* TASK ITEM *
Please print every record below exactly as it reads.

* EXERCISE INPUT *
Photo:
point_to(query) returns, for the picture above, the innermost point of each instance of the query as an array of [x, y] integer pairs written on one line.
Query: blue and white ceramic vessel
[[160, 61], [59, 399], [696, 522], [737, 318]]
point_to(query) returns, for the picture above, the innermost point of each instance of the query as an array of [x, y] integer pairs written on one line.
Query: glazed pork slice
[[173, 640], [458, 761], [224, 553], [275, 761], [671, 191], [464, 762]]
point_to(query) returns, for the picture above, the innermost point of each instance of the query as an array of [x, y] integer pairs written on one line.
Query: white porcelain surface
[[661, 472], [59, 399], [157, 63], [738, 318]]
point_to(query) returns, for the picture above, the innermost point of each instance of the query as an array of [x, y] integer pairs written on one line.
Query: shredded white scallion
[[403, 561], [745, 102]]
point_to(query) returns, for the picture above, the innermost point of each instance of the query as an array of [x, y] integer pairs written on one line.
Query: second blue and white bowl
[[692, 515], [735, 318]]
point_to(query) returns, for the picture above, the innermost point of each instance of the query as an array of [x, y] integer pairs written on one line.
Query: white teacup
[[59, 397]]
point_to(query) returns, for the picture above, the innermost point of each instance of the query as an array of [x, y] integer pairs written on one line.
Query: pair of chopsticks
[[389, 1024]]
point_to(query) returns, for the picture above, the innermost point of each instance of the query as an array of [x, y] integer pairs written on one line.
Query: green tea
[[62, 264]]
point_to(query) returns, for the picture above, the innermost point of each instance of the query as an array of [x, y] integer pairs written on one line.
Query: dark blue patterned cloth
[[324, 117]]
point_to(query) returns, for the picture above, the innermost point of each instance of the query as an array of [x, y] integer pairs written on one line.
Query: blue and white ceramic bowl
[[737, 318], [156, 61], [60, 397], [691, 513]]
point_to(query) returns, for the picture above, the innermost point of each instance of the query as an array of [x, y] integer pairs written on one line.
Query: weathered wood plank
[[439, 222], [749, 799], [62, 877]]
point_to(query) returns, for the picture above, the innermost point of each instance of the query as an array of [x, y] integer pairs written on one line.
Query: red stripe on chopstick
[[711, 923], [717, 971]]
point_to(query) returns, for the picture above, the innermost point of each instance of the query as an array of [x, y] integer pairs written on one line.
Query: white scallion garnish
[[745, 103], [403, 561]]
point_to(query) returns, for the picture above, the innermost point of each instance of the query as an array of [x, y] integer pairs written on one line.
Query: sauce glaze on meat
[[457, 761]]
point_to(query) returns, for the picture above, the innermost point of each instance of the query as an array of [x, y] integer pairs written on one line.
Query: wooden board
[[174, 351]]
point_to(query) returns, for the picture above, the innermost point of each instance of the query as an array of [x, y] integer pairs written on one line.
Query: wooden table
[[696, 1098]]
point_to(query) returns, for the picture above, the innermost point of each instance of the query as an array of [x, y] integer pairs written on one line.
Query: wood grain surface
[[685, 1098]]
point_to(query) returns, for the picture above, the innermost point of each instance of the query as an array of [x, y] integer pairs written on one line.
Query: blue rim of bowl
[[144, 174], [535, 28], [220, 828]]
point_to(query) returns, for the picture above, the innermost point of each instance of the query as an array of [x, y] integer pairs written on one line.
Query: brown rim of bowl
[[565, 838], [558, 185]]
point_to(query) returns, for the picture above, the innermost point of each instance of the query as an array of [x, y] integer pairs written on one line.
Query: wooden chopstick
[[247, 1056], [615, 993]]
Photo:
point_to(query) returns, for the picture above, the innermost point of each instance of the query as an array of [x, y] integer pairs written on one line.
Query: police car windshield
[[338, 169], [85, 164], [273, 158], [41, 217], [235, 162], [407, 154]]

* TASK ANSWER *
Photo:
point_to(query) returns, for the picture above, the innermost point of each instance of the query as an array of [x, y] integer pairs written on one line.
Query: blue and white ceramic vessel
[[160, 61], [59, 399], [696, 522], [737, 318]]
point_to(query) returns, for the picture above, the innermost point of each instance of the query as an array of [x, y] integer pairs written on one line.
Query: glazed pork slice
[[173, 640], [458, 761], [224, 553], [275, 761], [671, 191], [464, 762]]
point_to(query) returns, for the picture above, the innermost point of each instance of the query as an array of [x, y] integer pairs written on one line.
Query: white porcelain surface
[[661, 472], [59, 399], [157, 63], [738, 318]]
point_to(query) returns, for the picture above, the innermost point of each instance of the query as an array of [x, y] integer pairs written on one line.
Query: shredded white scallion
[[403, 561], [745, 102]]
point_to(query) returns, for the picture above, the innermost point of each instance of the query as an array of [x, y] integer pairs written on one line.
Query: second blue and white bowl
[[692, 515], [735, 318]]
point_to(query) returns, for the picture above, the innermost point of each instance of the query as an array of [x, y] integer pairs written on one line.
Query: white teacup
[[59, 397]]
point_to(query) returns, for the picture above, the innermost point of each instance of the query as an array of [x, y] integer pairs written on one line.
Query: pair of chopsticks
[[389, 1024]]
point_to(query) returns, for the picture above, the innermost point of each instance of the query as an array of [x, y] integer pairs written on one line.
Query: green tea
[[62, 264]]
point_to(query) returns, for the picture above, the innermost point of each instance of the query as an array of [x, y] integer pairs written on one line.
Query: dark blue patterned cloth
[[324, 117]]
point_to(query) returns, for the picture above, the innermost point of each instance of the query as an array of [x, y] integer pairs written on one line.
Query: blue and white ceramic bowl
[[737, 318], [156, 61], [60, 397], [691, 513]]
point_to(query) returns, for the picture above, the innermost point of each instance of the query as an array of [x, y] integer pairs written on one line.
Query: weathered wood plank
[[439, 222], [749, 799], [62, 877]]
point_to(query) returns, for the picture above, the innermost point of each instance of the query as an array of [x, y] integer pairs written on one line.
Query: red stripe on chopstick
[[711, 923], [717, 971]]
point_to(query) returns, for the picture above, the innermost point of each instance of the query as an array of [x, y] integer pairs written on one line.
Query: white scallion garnish
[[745, 103], [403, 561]]
point_to(query) returns, for the picture above, the innermost point of each instance of the query as an array of [x, y] integer pairs written on one line.
Query: sauce glaze on meat
[[457, 761]]
point_to(query) returns, for the picture above, the innermost point of each instance of the query as an array of [x, y] integer pairs written on one line.
Query: wooden board
[[174, 351]]
point_to(query) returns, for the picture above, the innermost point of each instance of the query as an array of [x, y] integer pairs written on one line.
Query: wooden table
[[696, 1098]]
point_to(query) returns, for the picture above, the innermost point of each instance of the query as an array of [x, y] integer pairs written on one line.
Query: wood grain surface
[[685, 1098]]
point_to(query) returns, for the picture above, the innermost point of each instance of the query as an array of [x, y] integer pairs written on one line.
Query: blue rim of bowl
[[144, 174], [535, 28], [220, 828]]
point_to(query) returns, for the picture above, the innermost point of each instance of the query as an array of [x, y] integer pairs written on one line.
Query: brown rim of bowl
[[565, 838], [558, 185]]
point_to(query) returns, for the picture above, the innermost point of each instance of the query as an array of [x, y] integer pairs written on one line.
Query: wooden chopstick
[[247, 1056], [615, 993]]
Photo:
point_to(query) returns, for the picture above, the innermost point of each instance of the query as an array of [x, y] integer pairs written on one line.
Query: police car windshield
[[338, 169], [85, 164], [273, 158], [41, 217], [235, 162], [407, 154]]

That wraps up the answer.